What to produce:
Once you have read the data below, print all of it exactly.

Natural-language object grounding data
******************************

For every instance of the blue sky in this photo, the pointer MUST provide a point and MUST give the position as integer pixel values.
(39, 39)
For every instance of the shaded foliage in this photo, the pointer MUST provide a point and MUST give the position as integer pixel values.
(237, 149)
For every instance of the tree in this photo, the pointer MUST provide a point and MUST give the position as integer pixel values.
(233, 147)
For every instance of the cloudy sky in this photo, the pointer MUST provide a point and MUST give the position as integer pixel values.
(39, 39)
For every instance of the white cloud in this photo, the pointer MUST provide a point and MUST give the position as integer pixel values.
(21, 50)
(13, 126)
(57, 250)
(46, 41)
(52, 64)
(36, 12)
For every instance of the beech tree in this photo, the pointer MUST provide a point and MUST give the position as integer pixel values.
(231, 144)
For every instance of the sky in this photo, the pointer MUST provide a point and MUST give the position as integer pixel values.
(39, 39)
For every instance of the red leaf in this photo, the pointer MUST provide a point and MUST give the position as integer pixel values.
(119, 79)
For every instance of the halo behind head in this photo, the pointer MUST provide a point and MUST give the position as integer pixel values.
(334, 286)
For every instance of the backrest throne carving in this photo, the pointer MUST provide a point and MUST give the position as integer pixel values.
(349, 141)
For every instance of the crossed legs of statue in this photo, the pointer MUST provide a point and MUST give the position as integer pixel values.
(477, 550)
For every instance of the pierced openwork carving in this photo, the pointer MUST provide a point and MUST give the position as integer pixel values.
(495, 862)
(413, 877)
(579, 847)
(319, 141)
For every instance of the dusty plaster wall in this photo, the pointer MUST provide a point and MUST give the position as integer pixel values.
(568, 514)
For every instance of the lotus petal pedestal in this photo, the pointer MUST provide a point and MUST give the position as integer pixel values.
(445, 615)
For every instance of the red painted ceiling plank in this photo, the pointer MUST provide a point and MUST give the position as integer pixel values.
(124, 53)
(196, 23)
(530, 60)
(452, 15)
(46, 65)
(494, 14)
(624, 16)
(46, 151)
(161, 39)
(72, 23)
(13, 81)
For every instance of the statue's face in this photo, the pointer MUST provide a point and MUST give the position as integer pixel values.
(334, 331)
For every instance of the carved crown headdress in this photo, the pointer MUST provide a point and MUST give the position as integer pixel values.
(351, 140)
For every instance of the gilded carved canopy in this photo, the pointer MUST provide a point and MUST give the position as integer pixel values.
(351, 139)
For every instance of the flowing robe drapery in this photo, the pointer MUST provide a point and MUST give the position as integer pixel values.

******************************

Exercise solution:
For every instance of the blue sky in this photo, the pointer MUST provide a point and MUST give the position as integer pixel values.
(39, 39)
For every instance of the shaded foliage in this photo, the pointer MUST provide a point and MUST give the position as integer pixel values.
(237, 149)
For every instance of the tree in this photo, the pointer MUST provide a point and MUST give the position as integer pixel values.
(233, 147)
For every instance of the cloudy sky in this photo, the pointer MUST provide a point and MUST give the position as integer pixel values.
(39, 39)
For every instance of the white cloud in this photo, the pointer MUST provide a point and MUST give the position as integer pixel values.
(21, 50)
(13, 126)
(57, 250)
(46, 41)
(52, 64)
(36, 12)
For every instance of the beech tree in this photo, the pointer MUST provide a point and MUST give the position as integer pixel values.
(231, 144)
For every instance of the sky in this photo, the pointer MUST provide a point and MUST give the position as integer pixel values.
(39, 39)
For every instance of the red leaf in this photo, the pointer MUST provide a point and MUST give the position as integer pixel values.
(119, 79)
For every instance of the halo behind head in this photo, the pointer MUST provide a point and MUST give the position as integer pixel values.
(334, 286)
For every instance of the backrest throne carving in this photo, the pointer MUST provide a point and MUST give the position as integer pixel values.
(349, 141)
For every instance of the crossed legs of statue in this photo, the pointer MUST provide a point and MUST give the position as integer pixel values.
(477, 550)
For every instance of the pierced openwork carving in this photo, the pointer MUST provide a point and MUST give the position as integer pixel values.
(495, 862)
(413, 877)
(579, 847)
(319, 141)
For every instance of the dusty plaster wall in this photo, the pointer MUST provide a point and MUST give the position as integer pixel values.
(568, 514)
For every instance of the lotus petal pedestal in this photo, the pointer MUST provide a point and MUST give the position as integer pixel values.
(445, 615)
For every instance of the red painted ceiling plank in this photo, the pointer MUST provide a point and MUST give the position as integer pixel values.
(124, 53)
(196, 23)
(530, 60)
(452, 15)
(46, 65)
(494, 14)
(624, 16)
(46, 151)
(161, 39)
(72, 23)
(13, 81)
For every instance of the statue's face in this photo, the pointer MUST provide a point and MUST give the position as integer pixel values.
(334, 331)
For every instance of the carved crown headdress in this photo, the pointer MUST provide a point and MUST give the position as integer pixel values.
(351, 140)
For every instance of the gilded carved canopy in this photo, the pointer MUST provide a point and MUST give the position as integer pixel values.
(351, 139)
For every instance of the flowing robe drapery in this photo, the pointer MUST provide a point and MUST give the position as integer pixel values.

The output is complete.